- _RAW RECORDS_
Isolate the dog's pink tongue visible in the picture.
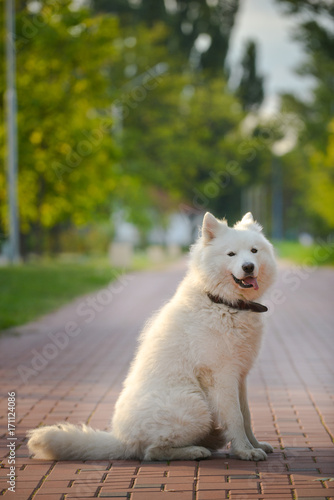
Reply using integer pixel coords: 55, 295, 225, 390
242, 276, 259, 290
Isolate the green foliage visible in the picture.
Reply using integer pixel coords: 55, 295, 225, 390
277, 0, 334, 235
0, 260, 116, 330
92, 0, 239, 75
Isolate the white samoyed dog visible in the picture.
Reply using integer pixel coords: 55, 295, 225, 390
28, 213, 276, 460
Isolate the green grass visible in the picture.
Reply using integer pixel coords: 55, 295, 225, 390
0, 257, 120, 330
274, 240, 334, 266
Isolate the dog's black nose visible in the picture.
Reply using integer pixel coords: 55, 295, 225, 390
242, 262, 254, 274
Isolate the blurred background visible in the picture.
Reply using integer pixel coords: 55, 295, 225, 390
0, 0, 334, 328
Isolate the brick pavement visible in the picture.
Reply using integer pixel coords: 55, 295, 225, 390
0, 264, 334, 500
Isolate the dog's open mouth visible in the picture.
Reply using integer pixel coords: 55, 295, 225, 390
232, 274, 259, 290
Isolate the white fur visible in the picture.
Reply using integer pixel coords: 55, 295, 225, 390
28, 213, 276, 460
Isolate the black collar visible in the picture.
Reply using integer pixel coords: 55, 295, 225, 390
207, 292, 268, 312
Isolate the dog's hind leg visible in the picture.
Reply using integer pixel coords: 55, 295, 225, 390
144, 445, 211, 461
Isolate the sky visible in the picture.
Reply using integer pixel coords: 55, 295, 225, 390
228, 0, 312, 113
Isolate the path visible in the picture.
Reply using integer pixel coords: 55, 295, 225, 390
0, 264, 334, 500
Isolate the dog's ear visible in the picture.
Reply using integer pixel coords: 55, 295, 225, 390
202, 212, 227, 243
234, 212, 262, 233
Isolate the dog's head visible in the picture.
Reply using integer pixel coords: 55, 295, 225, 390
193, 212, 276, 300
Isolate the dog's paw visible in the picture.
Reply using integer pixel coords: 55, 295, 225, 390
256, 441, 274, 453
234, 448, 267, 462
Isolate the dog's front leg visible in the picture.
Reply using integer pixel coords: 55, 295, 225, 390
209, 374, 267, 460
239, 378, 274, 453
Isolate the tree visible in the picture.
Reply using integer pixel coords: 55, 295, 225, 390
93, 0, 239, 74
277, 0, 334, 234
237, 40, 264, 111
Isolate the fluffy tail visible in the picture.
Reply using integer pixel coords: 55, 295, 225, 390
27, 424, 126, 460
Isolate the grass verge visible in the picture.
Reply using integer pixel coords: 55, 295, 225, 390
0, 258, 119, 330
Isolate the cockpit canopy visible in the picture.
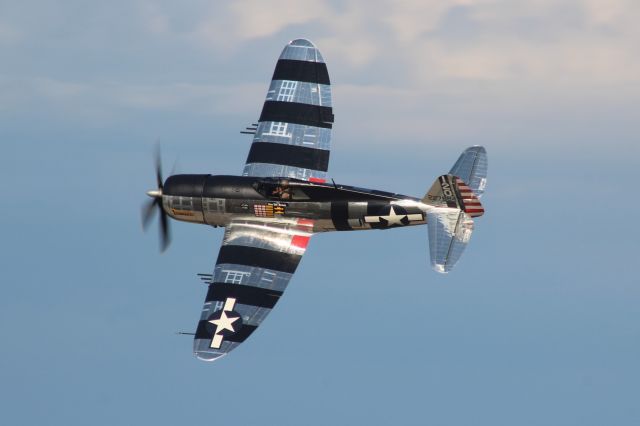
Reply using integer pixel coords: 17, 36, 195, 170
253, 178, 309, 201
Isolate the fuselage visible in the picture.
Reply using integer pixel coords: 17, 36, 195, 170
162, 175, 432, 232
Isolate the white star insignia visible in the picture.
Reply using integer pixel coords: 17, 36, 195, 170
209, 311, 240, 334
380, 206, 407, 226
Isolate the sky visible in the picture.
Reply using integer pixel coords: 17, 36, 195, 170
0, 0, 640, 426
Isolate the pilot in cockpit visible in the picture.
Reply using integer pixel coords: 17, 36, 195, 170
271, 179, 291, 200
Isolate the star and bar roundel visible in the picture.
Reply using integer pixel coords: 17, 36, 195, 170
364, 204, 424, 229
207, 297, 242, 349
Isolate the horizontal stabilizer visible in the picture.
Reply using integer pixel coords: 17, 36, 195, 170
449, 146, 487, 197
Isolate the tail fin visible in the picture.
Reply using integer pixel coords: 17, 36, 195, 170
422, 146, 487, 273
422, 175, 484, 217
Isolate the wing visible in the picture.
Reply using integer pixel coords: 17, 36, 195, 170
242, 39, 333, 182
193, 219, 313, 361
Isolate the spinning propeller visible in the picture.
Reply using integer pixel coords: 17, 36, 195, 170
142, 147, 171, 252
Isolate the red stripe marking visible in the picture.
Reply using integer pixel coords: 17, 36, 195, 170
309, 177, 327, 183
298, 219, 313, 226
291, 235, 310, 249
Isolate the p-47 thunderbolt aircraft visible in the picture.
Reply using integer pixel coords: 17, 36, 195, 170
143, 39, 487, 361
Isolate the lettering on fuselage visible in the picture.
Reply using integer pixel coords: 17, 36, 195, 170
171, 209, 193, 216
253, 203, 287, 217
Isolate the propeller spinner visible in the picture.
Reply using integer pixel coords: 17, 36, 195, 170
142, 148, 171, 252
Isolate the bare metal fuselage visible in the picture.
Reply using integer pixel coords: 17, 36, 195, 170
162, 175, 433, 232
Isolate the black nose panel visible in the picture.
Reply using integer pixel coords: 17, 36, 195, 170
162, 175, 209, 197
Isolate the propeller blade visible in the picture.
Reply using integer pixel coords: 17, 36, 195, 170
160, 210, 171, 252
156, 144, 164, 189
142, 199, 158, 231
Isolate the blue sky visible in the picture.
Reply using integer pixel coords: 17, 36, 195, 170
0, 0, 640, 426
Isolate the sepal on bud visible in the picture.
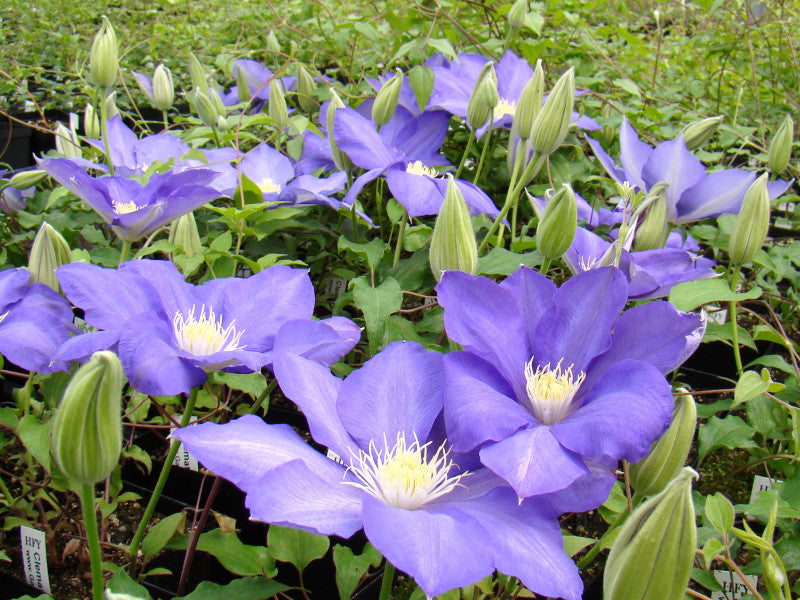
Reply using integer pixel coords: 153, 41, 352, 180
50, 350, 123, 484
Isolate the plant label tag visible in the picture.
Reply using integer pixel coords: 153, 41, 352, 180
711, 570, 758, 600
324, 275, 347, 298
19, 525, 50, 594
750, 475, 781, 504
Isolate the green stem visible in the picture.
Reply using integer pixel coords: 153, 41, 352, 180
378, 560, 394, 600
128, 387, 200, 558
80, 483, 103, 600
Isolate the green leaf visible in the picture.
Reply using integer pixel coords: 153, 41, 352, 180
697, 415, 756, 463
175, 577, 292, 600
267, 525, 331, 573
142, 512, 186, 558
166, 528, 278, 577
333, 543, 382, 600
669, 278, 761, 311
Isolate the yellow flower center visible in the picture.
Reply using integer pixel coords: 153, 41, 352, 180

- _PROBLEM REQUIREMENTS_
Rewrite every item with "Isolate" swapped for "Outline" and nothing else changed. Leave the pictures out of your answer.

- _TASK SOLUTION_
Outline the dog's pink tongue visible in the picture.
Reply using integer pixel coords: 55, 295, 225, 390
242, 276, 259, 290
Outline the green foliage visible in the picture.
Reply using integer pixel coords: 55, 295, 225, 390
277, 0, 334, 235
0, 260, 116, 330
92, 0, 239, 75
Outline the white samoyed dog visible in the picture.
Reply using integer pixel coords: 55, 295, 225, 390
28, 213, 276, 460
Outline the green grass visible in the picture.
Reply using integer pixel coords: 55, 295, 225, 390
0, 257, 120, 330
274, 240, 334, 266
Outline the dog's black nose visible in the picture.
Reply using integer pixel coords: 55, 295, 225, 390
242, 262, 254, 274
Outline the blurred background visible in the picture.
Reply using integer pixel coords: 55, 295, 225, 390
0, 0, 334, 328
Outline the brick pavement visible in the picture.
Reply using integer pixel coords: 55, 295, 225, 390
0, 264, 334, 500
Outline the dog's open mouth visible in the picture.
Reply using integer pixel coords: 55, 295, 225, 390
232, 274, 259, 290
Outline the white fur visible in the picture.
Reply using integer pixel coords: 55, 295, 225, 390
28, 213, 276, 460
Outline the black collar visible in the picture.
Reply using integer pixel coords: 55, 295, 225, 390
207, 292, 268, 312
Outline the dog's hind leg visible in the picture.
Reply using integer pixel coords: 55, 295, 225, 390
144, 445, 211, 461
Outline the sky visible in the picture.
Reply using integer pixel coords: 55, 295, 225, 390
228, 0, 312, 113
Outline the path visible in the picture.
Reply using integer pixel coords: 55, 295, 225, 390
0, 264, 334, 500
Outline the dog's ear visible in the picture.
Reply using integer pixel coords: 55, 295, 225, 390
202, 212, 227, 243
234, 212, 262, 233
Outline the dog's head visible in the picture.
Reply using integer pixel coords: 55, 295, 225, 390
193, 212, 276, 300
Outline the dog's paw visible in the picture.
Reply using integer pixel coords: 55, 295, 225, 390
256, 441, 274, 453
234, 448, 267, 462
Outline the dog's front leg visible in the picture.
Reply using integer pixel coords: 55, 295, 225, 390
209, 374, 267, 460
239, 378, 274, 453
Outline the tree visible in the picture.
Reply using integer pixel coords: 55, 295, 225, 390
93, 0, 239, 74
277, 0, 334, 234
237, 40, 264, 111
Outline the fluffy tail visible in the picture.
Reply using integer pixel coords: 55, 295, 225, 390
27, 424, 126, 460
Outline the grass verge visible in the picture.
Reply using integer pixel coords: 55, 295, 225, 390
0, 258, 119, 330
Outline the cockpit canopy visible in the picture.
Reply using integer pixel coords: 17, 36, 195, 170
253, 178, 309, 201
Outline the fuselage visible in the picture.
Reply using integer pixel coords: 17, 36, 195, 170
162, 175, 432, 232
Outline the white star insignia visible in the picture.
Reply using integer pixel coords: 17, 36, 195, 170
209, 311, 240, 334
380, 206, 407, 226
Outline the sky visible in the picture.
Reply using integer pixel coords: 17, 36, 195, 170
0, 0, 640, 426
Outline the pilot in cockpit visible in the picture.
Reply using integer pixel coords: 17, 36, 195, 170
271, 179, 291, 200
Outline the star and bar roundel visible in the picture.
Reply using integer pixel coords: 17, 36, 195, 170
364, 204, 424, 229
207, 297, 242, 349
Outline the horizontal stabilizer visible in the picture.
Reply using integer pixel coords: 17, 36, 195, 170
449, 146, 487, 197
Outline the tail fin visible in the picture.
Reply using integer pixel coords: 17, 36, 195, 170
422, 146, 487, 273
422, 175, 484, 217
Outline the wing visible in the picture.
Reply using integer pixel coords: 17, 36, 195, 170
242, 39, 333, 182
193, 219, 313, 361
Outline the spinning propeller visible in the picture.
Reply using integer pixel coords: 17, 36, 195, 170
142, 147, 171, 252
Outline the red stripe marking visible in the picture.
Reply using integer pixel coords: 17, 36, 195, 170
309, 177, 327, 183
298, 219, 313, 226
291, 235, 310, 249
Outline the p-47 thunderbolt aircraft visible in the picture.
Reply using integer pixel coords: 17, 36, 195, 170
143, 39, 487, 361
Outline the lettering on fuselage visible in the picture.
Reply using integer pixel coords: 17, 36, 195, 170
171, 209, 193, 216
253, 203, 287, 217
Outline the propeller spinner visible in the picture.
Reply using integer pixel coords: 17, 36, 195, 170
142, 148, 171, 252
Outline the bare metal fuselage visible in the picture.
Reply using integer pixel coords: 17, 36, 195, 170
162, 175, 433, 232
Outline the black nose panel visible in the picture.
Reply using integer pixel coords: 17, 36, 195, 170
162, 175, 209, 197
Outline the propeller blade visible in the picture.
Reply using integer pixel coords: 17, 36, 195, 170
160, 210, 171, 252
156, 144, 164, 189
142, 199, 158, 231
Outline the blue sky visible in the picture.
Reply using integer pixel coords: 17, 36, 195, 170
0, 0, 640, 426
Outline the sepal on bud visible in the picture.
Reply using integer pixel coords: 153, 41, 352, 180
50, 350, 123, 484
Outline the plant label tag visible in the picture.
Reply using integer pixel coords: 153, 41, 352, 180
711, 570, 758, 600
324, 275, 347, 298
19, 525, 50, 594
750, 475, 781, 504
Outline the green stem visible in the picture.
Reply using integer pixel coords: 153, 41, 352, 180
378, 560, 394, 600
128, 387, 200, 558
80, 483, 103, 600
Outline the green leaf visible in the picture.
Reply using integer pixel coords: 153, 41, 352, 180
697, 415, 756, 463
175, 577, 292, 600
267, 525, 331, 573
142, 512, 186, 558
166, 528, 278, 577
333, 543, 382, 600
669, 278, 761, 311
Outline the yellow flower center visible in the picture.
Reply using integer pixel coords: 153, 41, 352, 180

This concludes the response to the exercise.